┌─ Text segment

Even the obelisks of Egypt have their counterpart in America.

Quoting from Molina ("History of Chili," tom. i., p. 169), McCullough writes, "Between the hills of Mendoza and La Punta is a pillar of stone one hundred and fifty feet high, and twelve feet in diameter." ("Researches," pp. 171, 172.) The columns of Copan stand detached and solitary, so do the obelisks of Egypt; both are square or four-sided, and covered with sculpture. (Bancroft's "Native Races," vol. v., p. 60.)

In a letter by Jomard, quoted by Delafield, we read,

"I have recognized in your memoir on the division of time among the Mexican nations, compared with those of Asia, some very striking analogies between the Toltec characters and institutions observed on the banks of the Nile. Among these analogies there is one which is worthy of attention—it is the use of the vague year of three hundred and sixty-five days, composed of equal months, and of five complementary days, equally employed at Thebes and Mexico—a distance of three thousand leagues.… In reality, the intercalation of the Mexicans being thirteen days on each cycle of fifty-two years, comes to the same thing as that of the Julian calendar, which is one day in four years; and consequently supposes the duration of the year to be three hundred and sixty-five days six hours. Now such was the length of the year among the Egyptians—they intercalated an entire year of three hundred and seventy-five days every one thousand four hundred and sixty years.… The fact of the intercalation (by the Mexicans) of thirteen days every cycle—that is, the use of a year of three hundred and sixty-five days and a quarter—is a proof that it was borrowed from the Egyptians, or that they had a common origin." ("Antiquities of America," pp. 52, 53.)

└─

_Tasks for this exercise_
A. Copy everything from "Even the obelisks" down to "vol. v., p. 60.)" in the passage on American and Egyptian parallels.
B. Decide whether each statement agrees with the passage on American and Egyptian parallels, answering yes or no and quoting the words that settle it: (i) The pillar between the hills of Mendoza and La Punta is twelve feet in diameter. (ii) The columns of Copan are round. (iii) The Mexicans intercalated thirteen days on each cycle of fifty-two years.

┌─ Information provided

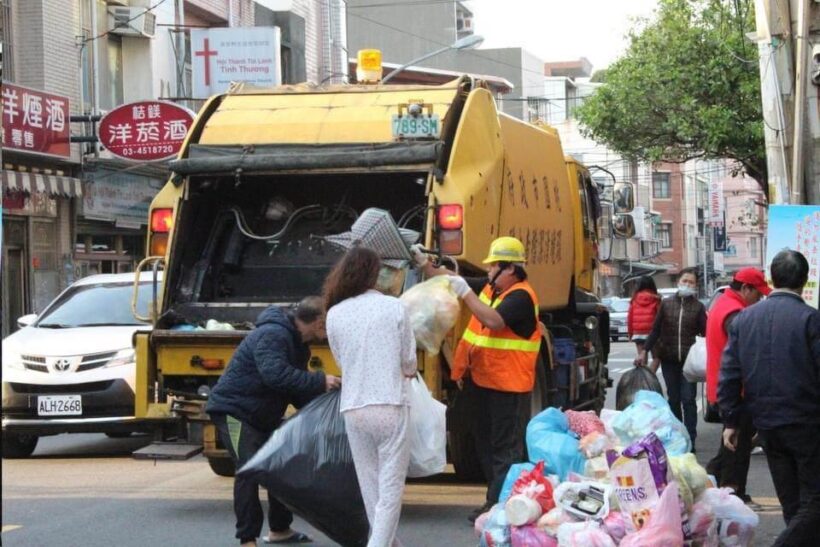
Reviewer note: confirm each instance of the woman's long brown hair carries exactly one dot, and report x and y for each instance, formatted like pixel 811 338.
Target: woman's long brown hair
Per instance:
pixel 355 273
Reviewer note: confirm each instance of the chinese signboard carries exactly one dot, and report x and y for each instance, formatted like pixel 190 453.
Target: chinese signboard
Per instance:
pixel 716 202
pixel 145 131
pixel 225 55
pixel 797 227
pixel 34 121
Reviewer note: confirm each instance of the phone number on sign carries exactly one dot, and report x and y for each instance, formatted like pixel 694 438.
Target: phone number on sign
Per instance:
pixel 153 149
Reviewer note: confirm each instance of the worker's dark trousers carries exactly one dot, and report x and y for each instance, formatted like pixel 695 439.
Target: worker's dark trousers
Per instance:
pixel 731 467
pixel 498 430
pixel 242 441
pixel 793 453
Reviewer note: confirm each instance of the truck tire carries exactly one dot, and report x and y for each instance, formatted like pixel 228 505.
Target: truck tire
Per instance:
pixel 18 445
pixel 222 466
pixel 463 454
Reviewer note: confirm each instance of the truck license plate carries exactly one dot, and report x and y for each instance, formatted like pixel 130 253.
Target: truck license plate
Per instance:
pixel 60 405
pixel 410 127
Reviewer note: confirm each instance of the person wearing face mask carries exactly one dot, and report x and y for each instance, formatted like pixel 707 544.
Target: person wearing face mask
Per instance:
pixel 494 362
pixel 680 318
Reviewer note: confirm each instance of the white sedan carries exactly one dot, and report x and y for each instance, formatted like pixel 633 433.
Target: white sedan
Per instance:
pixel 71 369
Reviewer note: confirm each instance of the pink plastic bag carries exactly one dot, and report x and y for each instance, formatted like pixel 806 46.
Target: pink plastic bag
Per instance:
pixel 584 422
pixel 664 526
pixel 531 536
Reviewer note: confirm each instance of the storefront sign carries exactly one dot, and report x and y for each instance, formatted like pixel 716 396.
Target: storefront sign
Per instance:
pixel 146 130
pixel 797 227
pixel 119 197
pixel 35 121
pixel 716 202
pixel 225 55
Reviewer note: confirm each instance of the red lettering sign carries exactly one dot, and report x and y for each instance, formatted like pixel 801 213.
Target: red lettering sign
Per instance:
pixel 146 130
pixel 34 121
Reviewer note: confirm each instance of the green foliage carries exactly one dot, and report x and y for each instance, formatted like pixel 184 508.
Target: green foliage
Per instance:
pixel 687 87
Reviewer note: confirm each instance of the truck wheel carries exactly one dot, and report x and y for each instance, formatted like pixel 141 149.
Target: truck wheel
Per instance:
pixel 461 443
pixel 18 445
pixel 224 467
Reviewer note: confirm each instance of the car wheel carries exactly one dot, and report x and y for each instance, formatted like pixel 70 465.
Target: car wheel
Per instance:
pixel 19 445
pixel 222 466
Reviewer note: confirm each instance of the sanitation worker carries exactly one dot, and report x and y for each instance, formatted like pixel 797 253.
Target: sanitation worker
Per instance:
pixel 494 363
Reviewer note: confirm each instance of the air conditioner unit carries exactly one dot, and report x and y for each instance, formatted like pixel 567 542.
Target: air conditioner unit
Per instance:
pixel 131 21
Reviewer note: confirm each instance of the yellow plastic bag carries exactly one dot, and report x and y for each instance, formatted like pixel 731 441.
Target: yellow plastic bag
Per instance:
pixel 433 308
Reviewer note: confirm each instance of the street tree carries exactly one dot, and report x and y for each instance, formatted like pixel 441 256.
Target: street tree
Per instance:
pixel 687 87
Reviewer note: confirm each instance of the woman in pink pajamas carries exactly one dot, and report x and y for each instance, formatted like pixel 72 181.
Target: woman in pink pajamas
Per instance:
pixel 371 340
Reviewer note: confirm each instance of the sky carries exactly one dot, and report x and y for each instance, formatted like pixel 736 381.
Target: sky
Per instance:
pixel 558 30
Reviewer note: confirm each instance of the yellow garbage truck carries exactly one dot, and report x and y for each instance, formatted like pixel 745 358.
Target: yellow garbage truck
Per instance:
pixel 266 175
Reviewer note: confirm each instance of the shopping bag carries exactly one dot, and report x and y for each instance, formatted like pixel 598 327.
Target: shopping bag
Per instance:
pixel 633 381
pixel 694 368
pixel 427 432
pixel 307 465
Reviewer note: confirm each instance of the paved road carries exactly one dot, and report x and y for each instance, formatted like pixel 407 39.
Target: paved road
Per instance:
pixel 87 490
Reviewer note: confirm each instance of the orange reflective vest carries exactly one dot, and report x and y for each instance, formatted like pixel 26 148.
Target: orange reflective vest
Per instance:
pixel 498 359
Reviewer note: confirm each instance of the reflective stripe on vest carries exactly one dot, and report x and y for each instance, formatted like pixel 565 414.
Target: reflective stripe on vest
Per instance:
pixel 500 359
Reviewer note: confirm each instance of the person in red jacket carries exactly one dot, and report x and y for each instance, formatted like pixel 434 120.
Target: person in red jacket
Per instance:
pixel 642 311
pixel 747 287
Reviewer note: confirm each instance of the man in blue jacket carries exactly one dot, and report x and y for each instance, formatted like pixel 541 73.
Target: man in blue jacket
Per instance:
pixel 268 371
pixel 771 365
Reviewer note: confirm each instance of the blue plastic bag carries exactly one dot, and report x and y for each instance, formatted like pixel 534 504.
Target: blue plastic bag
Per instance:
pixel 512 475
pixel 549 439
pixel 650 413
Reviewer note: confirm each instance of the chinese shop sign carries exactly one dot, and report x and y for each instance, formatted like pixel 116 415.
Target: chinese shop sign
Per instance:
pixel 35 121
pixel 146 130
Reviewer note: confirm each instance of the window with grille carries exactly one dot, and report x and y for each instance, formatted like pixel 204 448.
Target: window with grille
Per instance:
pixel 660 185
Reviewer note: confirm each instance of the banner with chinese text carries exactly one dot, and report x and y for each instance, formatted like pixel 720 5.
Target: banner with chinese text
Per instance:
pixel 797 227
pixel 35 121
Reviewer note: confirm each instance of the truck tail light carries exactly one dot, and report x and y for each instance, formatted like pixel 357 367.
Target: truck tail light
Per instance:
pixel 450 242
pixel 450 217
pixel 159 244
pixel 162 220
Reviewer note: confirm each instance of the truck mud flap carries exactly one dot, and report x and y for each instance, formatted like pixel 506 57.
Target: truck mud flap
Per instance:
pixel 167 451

└─

_Solutions for each task_
A.
Even the obelisks of Egypt have their counterpart in America.

Quoting from Molina ("History of Chili," tom. i., p. 169), McCullough writes, "Between the hills of Mendoza and La Punta is a pillar of stone one hundred and fifty feet high, and twelve feet in diameter." ("Researches," pp. 171, 172.) The columns of Copan stand detached and solitary, so do the obelisks of Egypt; both are square or four-sided, and covered with sculpture. (Bancroft's "Native Races," vol. v., p. 60.)

B.
(i) Yes: "a pillar of stone one hundred and fifty feet high, and twelve feet in diameter."
(ii) No: "both are square or four-sided, and covered with sculpture."
(iii) Yes: "the intercalation of the Mexicans being thirteen days on each cycle of fifty-two years"